╔══
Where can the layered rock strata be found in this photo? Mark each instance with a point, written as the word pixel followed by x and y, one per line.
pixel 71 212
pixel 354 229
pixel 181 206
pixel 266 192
╚══
◆ **The request**:
Copy every one of the records above word for word.

◆ **The completed task**:
Where can the layered rock strata be found in this photo? Mark each instance with a point, written as the word pixel followed by x and y, one per line.
pixel 71 212
pixel 354 229
pixel 181 206
pixel 266 192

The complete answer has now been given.